Photo-based referring expression data:
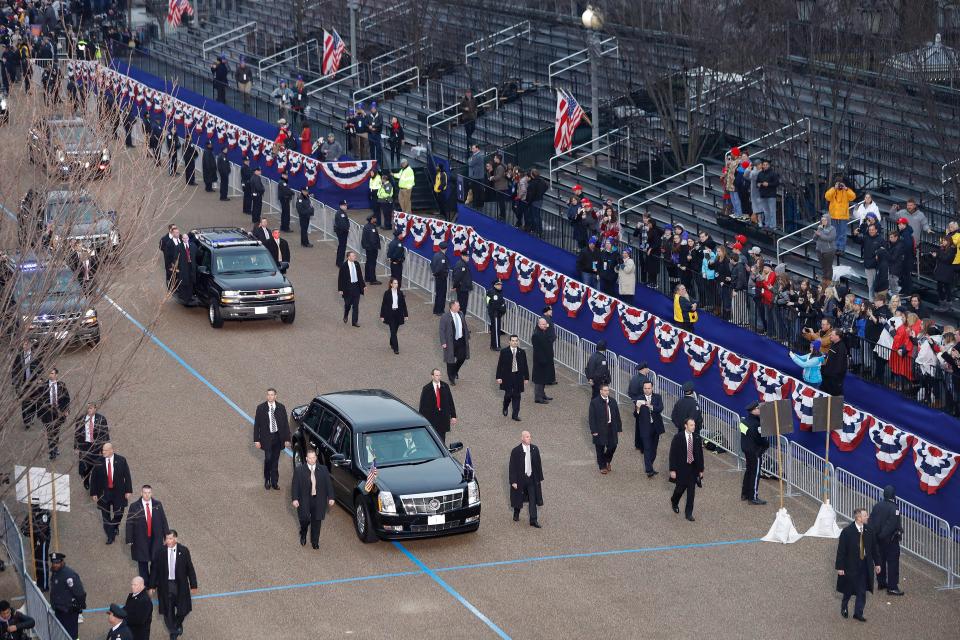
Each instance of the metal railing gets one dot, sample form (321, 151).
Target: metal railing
(452, 112)
(610, 142)
(702, 179)
(381, 87)
(293, 52)
(584, 54)
(495, 39)
(226, 37)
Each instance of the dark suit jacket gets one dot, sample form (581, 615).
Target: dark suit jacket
(650, 418)
(386, 308)
(848, 557)
(122, 482)
(143, 548)
(343, 278)
(261, 422)
(185, 578)
(439, 418)
(301, 491)
(139, 614)
(512, 381)
(606, 432)
(101, 432)
(517, 476)
(686, 473)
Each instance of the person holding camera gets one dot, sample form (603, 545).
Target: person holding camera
(839, 198)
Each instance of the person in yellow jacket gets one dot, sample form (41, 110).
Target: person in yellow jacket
(839, 197)
(405, 180)
(684, 309)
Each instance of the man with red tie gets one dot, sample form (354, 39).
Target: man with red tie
(146, 524)
(436, 405)
(686, 466)
(90, 432)
(111, 488)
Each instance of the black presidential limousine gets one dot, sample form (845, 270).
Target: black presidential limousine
(421, 489)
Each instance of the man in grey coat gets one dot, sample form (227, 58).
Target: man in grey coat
(454, 340)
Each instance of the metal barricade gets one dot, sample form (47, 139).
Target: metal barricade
(809, 473)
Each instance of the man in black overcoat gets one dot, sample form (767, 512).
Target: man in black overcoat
(526, 474)
(271, 433)
(605, 424)
(858, 558)
(436, 405)
(512, 375)
(312, 495)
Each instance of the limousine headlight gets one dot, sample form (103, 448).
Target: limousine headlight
(385, 503)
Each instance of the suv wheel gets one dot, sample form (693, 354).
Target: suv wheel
(361, 521)
(216, 319)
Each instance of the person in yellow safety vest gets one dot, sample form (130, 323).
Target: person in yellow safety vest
(405, 180)
(684, 309)
(385, 201)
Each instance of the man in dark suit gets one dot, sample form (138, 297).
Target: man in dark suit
(526, 474)
(312, 494)
(512, 375)
(604, 421)
(89, 435)
(172, 580)
(436, 405)
(858, 558)
(139, 608)
(686, 466)
(350, 284)
(111, 487)
(271, 433)
(53, 404)
(648, 417)
(279, 249)
(146, 524)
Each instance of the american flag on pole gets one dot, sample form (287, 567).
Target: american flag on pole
(176, 9)
(568, 119)
(333, 48)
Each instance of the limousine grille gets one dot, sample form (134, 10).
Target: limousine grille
(432, 503)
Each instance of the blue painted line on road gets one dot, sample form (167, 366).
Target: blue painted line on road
(596, 554)
(453, 592)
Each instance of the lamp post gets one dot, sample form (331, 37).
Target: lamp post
(592, 19)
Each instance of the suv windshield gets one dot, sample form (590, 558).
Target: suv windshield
(255, 260)
(404, 446)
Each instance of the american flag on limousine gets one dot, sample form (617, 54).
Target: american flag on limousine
(569, 114)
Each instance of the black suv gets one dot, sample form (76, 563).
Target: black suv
(421, 489)
(68, 215)
(237, 278)
(48, 298)
(67, 146)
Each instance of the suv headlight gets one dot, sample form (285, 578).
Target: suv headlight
(385, 503)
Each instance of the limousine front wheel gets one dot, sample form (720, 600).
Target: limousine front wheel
(361, 522)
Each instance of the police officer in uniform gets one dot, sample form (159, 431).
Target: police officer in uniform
(370, 243)
(463, 280)
(496, 309)
(396, 254)
(440, 267)
(67, 596)
(284, 195)
(246, 173)
(753, 445)
(304, 213)
(341, 227)
(256, 194)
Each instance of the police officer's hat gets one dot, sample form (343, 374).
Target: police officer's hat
(118, 612)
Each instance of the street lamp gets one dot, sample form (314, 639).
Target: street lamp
(592, 20)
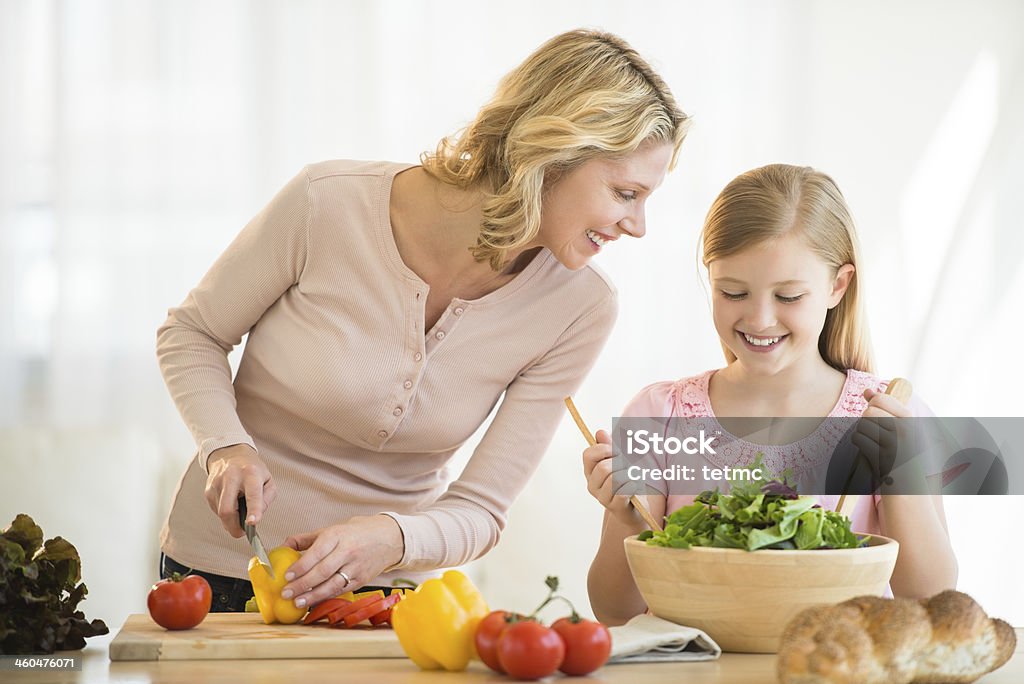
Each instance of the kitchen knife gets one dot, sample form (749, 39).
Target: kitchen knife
(254, 539)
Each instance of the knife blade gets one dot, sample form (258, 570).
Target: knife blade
(258, 550)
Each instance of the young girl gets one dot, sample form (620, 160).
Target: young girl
(781, 256)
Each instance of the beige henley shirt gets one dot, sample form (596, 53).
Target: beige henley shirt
(354, 408)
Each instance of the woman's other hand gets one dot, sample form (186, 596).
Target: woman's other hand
(236, 471)
(885, 441)
(342, 558)
(598, 467)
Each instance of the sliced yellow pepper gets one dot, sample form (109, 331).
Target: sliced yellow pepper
(267, 590)
(435, 624)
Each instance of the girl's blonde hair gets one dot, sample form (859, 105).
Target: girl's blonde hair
(582, 94)
(775, 200)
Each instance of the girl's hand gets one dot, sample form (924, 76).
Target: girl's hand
(235, 471)
(597, 467)
(885, 441)
(361, 548)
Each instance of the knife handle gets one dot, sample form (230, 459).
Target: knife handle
(243, 513)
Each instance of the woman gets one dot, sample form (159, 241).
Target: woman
(389, 307)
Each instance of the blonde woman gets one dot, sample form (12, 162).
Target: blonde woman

TASK DESCRIPTION
Would it be possible to print the records above verbatim, pictures omitted?

TASK RESPONSE
Each instance of the metal railing gets one dot, sample form (321, 151).
Target: metal railing
(452, 112)
(610, 142)
(702, 179)
(381, 87)
(293, 52)
(584, 54)
(495, 39)
(226, 37)
Each instance of the dark suit jacket gets one dot, sample form (581, 615).
Target: dark suit jacket
(650, 418)
(386, 308)
(848, 557)
(122, 482)
(143, 548)
(343, 278)
(261, 422)
(185, 578)
(439, 418)
(301, 491)
(139, 614)
(512, 381)
(606, 432)
(101, 432)
(517, 476)
(686, 473)
Each instance of the person holding camera gets one dot, sample form (603, 545).
Target: person holding camera
(839, 198)
Each instance of the person in yellow jacket gets one dot, sample form (41, 110).
Target: person in yellow jacket
(839, 197)
(405, 180)
(684, 309)
Each instance of the man with red tie gets one dot, sample form (354, 39).
Target: man with red tie
(146, 524)
(436, 405)
(686, 466)
(90, 432)
(111, 488)
Each instance of the black presidential limousine gets one dot, sample form (845, 270).
Target: black presidential limousine
(421, 489)
Each instance of the man in grey coat gets one dot, sample form (227, 58).
Target: man in grey coat
(454, 340)
Each instance of the metal barricade gets one dot, sample form (47, 139).
Target: metal barricade
(809, 473)
Each instance of the man in black overcoat gets one dot, sample form (767, 512).
Target: man in black overcoat
(526, 474)
(271, 433)
(605, 424)
(858, 558)
(436, 405)
(512, 375)
(312, 495)
Each instance of the limousine headlight gets one dot, sample form (103, 448).
Target: limousine headlight
(385, 503)
Each instance of the suv wheel gets one dot, sample form (693, 354).
Target: suv wheel
(361, 521)
(216, 319)
Each instance of the person in yellow safety vest gets one dot, sample form (130, 323).
Target: person in yellow safety vest
(405, 180)
(684, 309)
(385, 201)
Each instance of the man in dark suit gets one dot, sample form (138, 297).
Target: man in dark suit
(526, 474)
(312, 494)
(512, 375)
(604, 421)
(89, 435)
(172, 580)
(436, 405)
(858, 558)
(139, 608)
(686, 466)
(350, 284)
(111, 487)
(271, 433)
(53, 404)
(648, 417)
(279, 249)
(146, 524)
Each instance of the american flag on pole gets one dot, sample form (287, 567).
Target: american flag on pole
(176, 9)
(568, 119)
(333, 48)
Each instance of the limousine grille gets one dot, sample form (134, 10).
Target: limousine grille
(432, 503)
Each instance of the blue painted line on road gets one dot, sample form (167, 366).
Target: blue painted line on road
(596, 554)
(453, 592)
Each instance of the lamp post gets one dot, sample form (331, 37).
Target: lamp post
(592, 19)
Each instance of the suv windshield gets one dot, sample form (590, 558).
Target: suv windshield
(255, 260)
(404, 446)
Each instance of the american flag on limousine gets one dot, sample form (617, 54).
Target: american flag on limousine
(569, 114)
Each instance of the black suv gets one dot, sample form (76, 563).
Target: black suv
(421, 489)
(68, 215)
(237, 278)
(48, 298)
(67, 146)
Each instance of the suv headlight gets one dot, sample form (285, 578).
Target: suv headlight
(385, 503)
Each instance of the limousine front wheel gets one dot, sample form (720, 600).
Target: limousine front wheel
(361, 522)
Each instance of the police officer in uniform gets one dot, sample form (159, 431).
Target: police officer in uniform
(370, 243)
(463, 280)
(496, 309)
(396, 254)
(440, 267)
(67, 596)
(284, 195)
(246, 173)
(753, 445)
(304, 213)
(341, 227)
(256, 194)
Each instance of the police officer's hat gets one dot, sample form (343, 374).
Target: police officer's hat
(118, 612)
Each instance of the street lamp gets one dot, sample form (314, 639).
Target: street lamp
(592, 20)
Each instance of the kitchen knife gets one dot, sample form (749, 39).
Target: kitchen knife
(254, 539)
Each instance of the knife blade gets one dot, sample form (258, 570).
Target: knife blade
(258, 550)
Each instance of the young girl gets one dot, sample form (620, 160).
Target: young girl
(781, 256)
Each instance of the beige henley shirt gets one dot, sample form (596, 53).
Target: beige henley shirt
(354, 408)
Each instance of the woman's other hand gets one dot, sample form (186, 596).
Target: woman's other hand
(236, 471)
(885, 441)
(342, 558)
(598, 467)
Each instance of the sliced yellow pepper gets one dot, sample form (109, 331).
Target: sliced yellow pepper
(267, 590)
(435, 624)
Each instance of the girl's blonde hair gets one dot, sample form (859, 105).
Target: girl's blonde hair
(582, 94)
(775, 200)
Each instance of the girl's hand gets one dot, sample form (924, 76).
Target: girl's hand
(235, 471)
(597, 467)
(885, 441)
(361, 548)
Each instance of the knife handle gets one dot, sample form (230, 459).
Target: knife handle
(243, 513)
Each instance of the woman gets one dot, sample form (159, 241).
Target: woman
(389, 307)
Each instance of the blonde woman gets one dot, sample form (12, 162).
Target: blonde woman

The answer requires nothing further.